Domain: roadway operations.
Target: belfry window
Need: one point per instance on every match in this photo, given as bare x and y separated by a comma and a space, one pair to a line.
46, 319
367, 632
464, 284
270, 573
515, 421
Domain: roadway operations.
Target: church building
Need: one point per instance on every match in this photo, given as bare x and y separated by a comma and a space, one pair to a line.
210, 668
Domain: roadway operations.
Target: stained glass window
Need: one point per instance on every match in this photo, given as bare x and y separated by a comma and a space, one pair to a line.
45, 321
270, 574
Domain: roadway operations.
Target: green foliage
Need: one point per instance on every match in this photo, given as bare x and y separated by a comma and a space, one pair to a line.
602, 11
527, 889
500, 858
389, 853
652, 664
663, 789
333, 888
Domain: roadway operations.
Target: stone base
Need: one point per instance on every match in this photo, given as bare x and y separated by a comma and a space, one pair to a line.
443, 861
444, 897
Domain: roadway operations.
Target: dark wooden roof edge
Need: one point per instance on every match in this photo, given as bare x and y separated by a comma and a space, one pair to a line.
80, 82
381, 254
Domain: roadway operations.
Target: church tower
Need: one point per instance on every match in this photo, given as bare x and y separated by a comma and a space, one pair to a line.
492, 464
┄┄┄┄┄┄┄┄┄┄┄┄┄┄┄┄┄┄┄┄
REQUIRED WORK: Which lines above include "window"? Show each of them by copying it.

WRITTEN ANSWER:
Target: belfry window
Target: stained glass window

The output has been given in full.